* begin *

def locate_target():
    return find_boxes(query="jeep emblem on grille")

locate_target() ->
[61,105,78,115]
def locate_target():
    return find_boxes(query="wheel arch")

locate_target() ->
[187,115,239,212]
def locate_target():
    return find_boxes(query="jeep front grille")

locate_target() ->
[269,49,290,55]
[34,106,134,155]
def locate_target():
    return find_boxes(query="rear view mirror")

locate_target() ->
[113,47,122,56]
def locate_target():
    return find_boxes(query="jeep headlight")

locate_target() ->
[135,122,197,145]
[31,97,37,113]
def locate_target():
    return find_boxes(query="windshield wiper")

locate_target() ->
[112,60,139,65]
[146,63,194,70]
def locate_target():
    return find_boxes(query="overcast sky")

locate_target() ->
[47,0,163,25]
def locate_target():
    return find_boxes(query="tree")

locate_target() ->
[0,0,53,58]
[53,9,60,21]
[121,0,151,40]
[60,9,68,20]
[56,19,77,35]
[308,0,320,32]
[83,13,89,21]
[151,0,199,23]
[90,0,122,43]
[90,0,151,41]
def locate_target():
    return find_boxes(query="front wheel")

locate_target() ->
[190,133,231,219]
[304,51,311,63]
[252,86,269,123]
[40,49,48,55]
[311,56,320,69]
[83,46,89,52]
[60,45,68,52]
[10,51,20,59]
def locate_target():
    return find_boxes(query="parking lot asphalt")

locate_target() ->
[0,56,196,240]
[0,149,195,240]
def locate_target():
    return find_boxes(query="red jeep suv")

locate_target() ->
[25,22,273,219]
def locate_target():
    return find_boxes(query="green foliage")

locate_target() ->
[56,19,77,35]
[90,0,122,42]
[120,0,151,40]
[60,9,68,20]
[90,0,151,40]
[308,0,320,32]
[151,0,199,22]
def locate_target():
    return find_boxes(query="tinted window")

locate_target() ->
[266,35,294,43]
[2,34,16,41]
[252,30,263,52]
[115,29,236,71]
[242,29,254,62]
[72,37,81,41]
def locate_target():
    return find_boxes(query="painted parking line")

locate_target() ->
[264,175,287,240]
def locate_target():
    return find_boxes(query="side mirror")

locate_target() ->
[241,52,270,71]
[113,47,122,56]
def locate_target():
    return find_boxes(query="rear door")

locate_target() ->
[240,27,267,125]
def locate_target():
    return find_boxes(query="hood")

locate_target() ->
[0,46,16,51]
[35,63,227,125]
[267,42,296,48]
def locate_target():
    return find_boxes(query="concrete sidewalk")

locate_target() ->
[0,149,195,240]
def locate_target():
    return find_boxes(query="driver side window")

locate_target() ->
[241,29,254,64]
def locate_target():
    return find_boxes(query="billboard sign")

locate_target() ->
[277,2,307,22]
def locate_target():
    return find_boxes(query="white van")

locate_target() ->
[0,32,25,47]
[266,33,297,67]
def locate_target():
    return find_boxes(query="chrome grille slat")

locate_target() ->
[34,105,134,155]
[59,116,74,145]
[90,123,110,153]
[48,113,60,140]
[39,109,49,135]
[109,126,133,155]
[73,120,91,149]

* end *

Written task:
Update the data above by replacing every occurrence of "find_boxes" with "detect_boxes", leaving everything else unchanged.

Full response:
def locate_target():
    return detect_boxes(query="jeep emblem on grille")

locate_target() ->
[61,105,78,115]
def locate_target():
    return detect_boxes(query="wheel arch")

locate_target() ->
[187,115,239,212]
def locate_target():
    return detect_boxes(query="jeep front grille")

locate_target() ->
[269,49,290,55]
[34,106,134,155]
def locate_target():
    return detect_boxes(query="rear view mirror")

locate_target() ->
[113,47,122,56]
def locate_target():
    return detect_boxes(query="jeep headlight")

locate_target() ->
[135,122,197,145]
[31,97,37,113]
def locate_target():
    return detect_boxes(query="windshield wiper")

locate_target() ->
[112,60,139,65]
[146,63,194,70]
def locate_target():
    return detect_boxes(query="overcast sky")

locate_target() ->
[47,0,163,25]
def locate_target():
    return detect_boxes(query="tree")

locate_target() ->
[0,0,53,58]
[53,9,60,21]
[121,0,151,40]
[60,9,68,20]
[56,19,77,35]
[308,0,320,32]
[83,13,89,21]
[151,0,199,23]
[90,0,122,43]
[90,0,151,41]
def locate_target():
    return detect_boxes(query="front wheel")

locate_target() ->
[190,133,231,219]
[304,51,311,63]
[252,86,269,123]
[40,49,48,55]
[311,56,320,69]
[83,46,89,52]
[60,45,68,52]
[10,51,20,59]
def locate_target():
    return detect_boxes(query="parking lot asphalt")

locate_target() ->
[0,56,196,240]
[0,149,195,240]
def locate_target():
    return detect_boxes(query="red jeep suv")

locate_target() ->
[25,22,273,219]
def locate_target():
    return detect_boxes(query="green foliage")

locate_target() ->
[56,19,77,35]
[90,0,122,42]
[120,0,151,40]
[60,9,68,20]
[90,0,151,40]
[308,0,320,32]
[151,0,199,22]
def locate_target():
    return detect_boxes(query="tinted window")

locate_target() ->
[266,35,294,43]
[2,34,16,41]
[252,30,263,52]
[115,29,236,71]
[242,29,254,62]
[72,37,81,41]
def locate_target():
    return detect_boxes(query="painted parking line")

locate_target() ->
[264,175,287,240]
def locate_target():
    return detect_boxes(query="side mirror")

locate_target() ->
[241,52,270,71]
[113,47,122,56]
def locate_target():
    return detect_boxes(query="rear door")

locate_target() ->
[240,27,267,125]
def locate_target():
    return detect_boxes(query="hood")

locate_target() ->
[0,46,16,51]
[35,63,227,125]
[267,42,296,48]
def locate_target():
    return detect_boxes(query="concrete sidewalk")

locate_target() ->
[0,149,195,240]
def locate_target():
    return detect_boxes(query="driver side window")

locate_target() ->
[241,29,254,64]
def locate_target():
    return detect_boxes(query="billboard sign")

locate_target() ->
[277,2,307,22]
def locate_target():
    return detect_boxes(query="white van")

locate_target() ->
[0,32,25,47]
[266,33,297,67]
def locate_target():
    return detect_boxes(query="chrome grille slat")

locate_target() ->
[34,105,134,155]
[59,116,74,145]
[90,123,110,153]
[48,113,60,140]
[39,109,49,135]
[109,126,133,155]
[73,120,91,149]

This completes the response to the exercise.